PROVIDED MATERIAL:
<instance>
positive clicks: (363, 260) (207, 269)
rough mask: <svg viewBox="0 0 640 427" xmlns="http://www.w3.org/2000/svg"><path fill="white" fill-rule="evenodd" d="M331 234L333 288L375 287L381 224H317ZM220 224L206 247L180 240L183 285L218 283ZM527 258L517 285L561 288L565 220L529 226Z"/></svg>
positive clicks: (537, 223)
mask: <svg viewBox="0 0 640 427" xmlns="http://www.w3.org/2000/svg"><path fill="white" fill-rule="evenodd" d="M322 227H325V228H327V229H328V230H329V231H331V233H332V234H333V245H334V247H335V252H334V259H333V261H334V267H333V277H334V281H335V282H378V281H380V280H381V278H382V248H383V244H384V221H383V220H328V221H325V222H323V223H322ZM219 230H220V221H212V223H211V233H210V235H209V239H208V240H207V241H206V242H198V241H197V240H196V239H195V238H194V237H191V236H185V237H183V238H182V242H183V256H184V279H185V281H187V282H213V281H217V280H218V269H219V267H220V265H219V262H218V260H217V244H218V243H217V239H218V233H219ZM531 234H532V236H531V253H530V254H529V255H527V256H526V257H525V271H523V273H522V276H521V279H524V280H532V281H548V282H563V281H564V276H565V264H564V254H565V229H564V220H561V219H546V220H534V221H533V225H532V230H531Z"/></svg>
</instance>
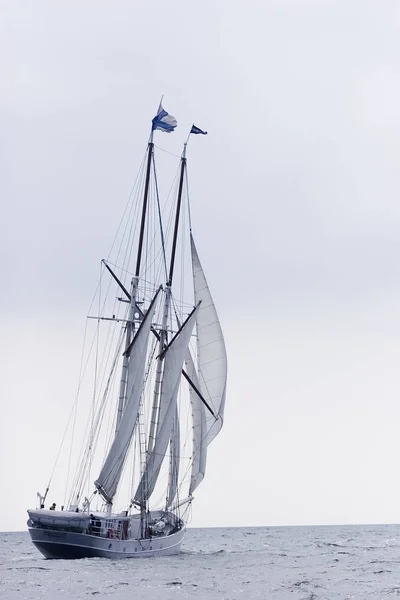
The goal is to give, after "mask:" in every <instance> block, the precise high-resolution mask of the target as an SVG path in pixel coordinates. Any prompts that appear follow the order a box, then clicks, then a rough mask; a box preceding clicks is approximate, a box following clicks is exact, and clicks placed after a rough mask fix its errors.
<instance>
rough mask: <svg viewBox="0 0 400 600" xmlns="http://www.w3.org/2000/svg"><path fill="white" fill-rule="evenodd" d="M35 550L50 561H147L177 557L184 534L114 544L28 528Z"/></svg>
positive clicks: (92, 536) (79, 537)
mask: <svg viewBox="0 0 400 600" xmlns="http://www.w3.org/2000/svg"><path fill="white" fill-rule="evenodd" d="M29 533H30V536H31V539H32V542H33V543H34V545H35V546H36V548H37V549H38V550H39V551H40V552H41V553H42V554H43V556H45V557H46V558H51V559H60V558H61V559H77V558H113V559H122V558H148V557H151V556H168V555H170V554H179V552H180V550H181V544H182V540H183V536H184V534H185V530H184V529H181V530H180V531H177V532H176V533H173V534H171V535H168V536H165V537H157V538H148V539H142V540H114V539H107V538H100V537H97V536H94V535H88V534H86V533H71V532H66V531H52V530H50V529H39V528H37V527H30V528H29Z"/></svg>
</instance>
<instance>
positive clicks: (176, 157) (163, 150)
mask: <svg viewBox="0 0 400 600" xmlns="http://www.w3.org/2000/svg"><path fill="white" fill-rule="evenodd" d="M154 147H155V148H157V150H161V152H165V154H170V155H171V156H175V158H181V157H180V156H179V154H174V153H173V152H169V150H165V148H161V146H156V144H154Z"/></svg>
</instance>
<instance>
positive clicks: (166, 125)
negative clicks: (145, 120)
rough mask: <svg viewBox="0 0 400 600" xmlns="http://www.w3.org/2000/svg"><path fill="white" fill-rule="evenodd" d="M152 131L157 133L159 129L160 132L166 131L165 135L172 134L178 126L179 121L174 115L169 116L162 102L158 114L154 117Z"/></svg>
mask: <svg viewBox="0 0 400 600" xmlns="http://www.w3.org/2000/svg"><path fill="white" fill-rule="evenodd" d="M152 123H153V127H152V130H153V131H155V130H156V129H159V130H160V131H165V133H171V131H173V130H174V129H175V127H176V126H177V125H178V122H177V120H176V119H175V117H173V116H172V115H169V114H168V113H167V111H166V110H164V109H163V107H162V104H161V102H160V106H159V107H158V112H157V114H156V116H155V117H154V119H153V121H152Z"/></svg>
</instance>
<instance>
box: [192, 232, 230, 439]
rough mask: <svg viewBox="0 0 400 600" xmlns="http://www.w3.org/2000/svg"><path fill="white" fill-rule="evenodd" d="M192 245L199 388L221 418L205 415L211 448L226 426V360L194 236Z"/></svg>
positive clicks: (222, 338)
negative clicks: (213, 439) (197, 307)
mask: <svg viewBox="0 0 400 600" xmlns="http://www.w3.org/2000/svg"><path fill="white" fill-rule="evenodd" d="M190 244H191V250H192V269H193V285H194V296H195V301H196V303H198V302H201V306H200V310H199V312H198V315H197V320H196V328H197V359H198V368H199V386H200V391H201V393H202V394H203V396H204V398H205V399H206V400H207V402H208V403H209V404H210V406H211V408H212V409H213V411H214V414H215V415H217V416H218V419H215V418H214V417H213V415H212V414H211V413H210V412H209V411H207V412H206V413H205V414H206V428H207V445H208V444H210V442H212V440H213V439H214V438H215V436H216V435H217V434H218V433H219V431H220V430H221V427H222V423H223V417H224V408H225V394H226V379H227V360H226V349H225V342H224V337H223V334H222V329H221V325H220V322H219V319H218V315H217V311H216V309H215V306H214V302H213V299H212V297H211V294H210V290H209V287H208V284H207V280H206V278H205V275H204V272H203V269H202V266H201V263H200V260H199V256H198V254H197V250H196V246H195V243H194V239H193V236H192V235H190Z"/></svg>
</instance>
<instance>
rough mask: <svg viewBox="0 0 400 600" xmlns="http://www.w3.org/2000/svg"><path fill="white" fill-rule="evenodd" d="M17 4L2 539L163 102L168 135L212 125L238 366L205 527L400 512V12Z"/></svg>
mask: <svg viewBox="0 0 400 600" xmlns="http://www.w3.org/2000/svg"><path fill="white" fill-rule="evenodd" d="M0 6H1V9H2V18H1V25H0V27H1V32H0V52H1V55H2V57H3V60H2V64H1V67H0V69H1V73H0V88H1V89H0V107H1V115H0V128H1V129H0V132H1V135H0V137H1V148H0V170H1V177H0V191H1V207H2V218H1V224H2V227H1V230H2V234H1V236H0V249H1V256H2V286H1V287H2V293H1V295H0V304H1V311H0V323H1V340H2V342H1V365H2V369H1V371H2V377H1V435H0V455H1V461H0V480H1V495H0V530H16V529H18V530H20V529H24V528H25V522H26V519H27V515H26V509H27V508H29V507H32V506H35V503H36V492H37V491H38V490H41V491H43V489H44V487H45V486H46V483H47V481H48V477H49V474H50V471H51V469H52V466H53V463H54V457H55V454H56V453H57V450H58V445H59V440H60V438H61V436H62V433H63V431H64V427H65V419H66V415H68V414H69V410H70V407H71V404H72V402H73V399H74V394H75V388H76V383H77V377H78V368H79V359H80V350H81V343H82V335H83V326H84V320H85V315H86V311H87V307H88V304H89V302H90V299H91V297H92V294H93V290H94V287H95V285H96V281H97V276H98V264H99V260H100V259H101V258H102V257H104V256H106V255H107V252H108V250H109V248H110V245H111V242H112V239H113V236H114V233H115V229H116V227H117V224H118V223H119V219H120V217H121V214H122V211H123V208H124V206H125V203H126V200H127V197H128V195H129V191H130V189H131V187H132V183H133V181H134V179H135V176H136V173H137V170H138V168H139V165H140V162H141V160H142V157H143V153H144V151H145V147H146V142H147V138H148V133H149V126H150V120H151V118H152V117H153V116H154V113H155V110H156V108H157V105H158V101H159V98H160V96H161V94H164V95H165V99H164V105H165V107H166V109H167V110H168V111H169V112H170V113H171V114H173V115H174V116H175V117H176V118H177V119H178V122H179V126H178V128H177V130H176V132H175V133H174V134H173V135H171V136H167V135H163V134H161V133H160V134H158V135H157V140H156V143H157V144H158V145H159V146H161V147H163V148H166V149H168V150H169V151H171V152H173V153H176V154H179V153H180V150H181V146H182V143H183V141H184V140H185V138H186V136H187V132H188V128H189V127H190V125H191V124H192V122H195V123H196V125H198V126H199V127H201V128H204V129H207V130H208V132H209V135H208V136H207V137H206V138H201V139H198V138H196V140H194V141H195V143H193V144H191V147H190V149H189V177H190V182H191V199H192V205H193V216H194V223H195V225H194V229H195V233H196V239H197V245H198V250H199V252H200V254H201V257H202V262H203V266H204V268H205V270H206V272H207V276H208V280H209V283H210V286H211V288H212V290H213V294H214V297H215V301H216V304H217V307H218V310H219V314H220V317H221V321H222V324H223V327H224V331H225V334H226V343H227V348H228V358H229V380H228V384H229V387H228V396H227V404H226V418H225V425H224V429H223V431H222V432H221V434H220V436H219V437H218V438H217V440H215V442H214V443H213V445H212V446H211V448H210V452H209V463H208V472H207V476H206V479H205V480H204V482H203V484H202V485H201V486H200V488H199V489H198V492H197V493H196V500H195V502H194V505H193V520H192V525H194V526H206V525H210V526H218V525H221V526H223V525H292V524H293V525H295V524H297V525H302V524H328V523H332V524H335V523H378V522H398V521H399V518H400V508H399V507H400V502H399V500H400V478H399V476H398V470H399V469H398V463H399V456H400V437H399V429H400V425H399V424H400V402H399V390H400V385H399V357H400V203H399V192H400V183H399V164H400V6H399V4H398V2H397V1H396V0H374V1H371V0H313V1H312V0H260V1H258V2H257V1H253V0H249V1H246V2H240V1H239V0H219V1H218V0H202V2H201V3H200V2H198V3H191V2H184V1H179V0H171V2H168V3H165V2H161V1H160V0H156V1H151V2H135V1H132V0H118V1H115V2H111V1H105V0H79V1H77V0H69V1H68V2H66V1H65V2H61V1H59V2H54V0H47V1H45V0H35V2H30V1H28V0H26V1H19V0H0ZM165 156H166V157H168V156H169V155H165ZM161 158H162V157H161V156H160V157H159V159H161ZM166 160H168V159H166ZM168 168H169V167H168ZM171 173H172V171H171ZM166 184H168V185H167V187H168V186H169V184H170V179H168V180H167V182H166ZM52 500H53V499H52Z"/></svg>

WHAT YOU WILL DO:
Copy, please, every line from the start of the entries down to the line that holds "234L333 288L375 287L381", with both of those lines included and no others.

WRITTEN ANSWER:
<instance>
positive clicks: (363, 260) (207, 269)
rough mask: <svg viewBox="0 0 640 427" xmlns="http://www.w3.org/2000/svg"><path fill="white" fill-rule="evenodd" d="M331 234L333 288L375 287L381 224H317ZM220 224L206 247L180 240L183 285L218 283ZM527 258L517 285L561 288L565 220L529 226Z"/></svg>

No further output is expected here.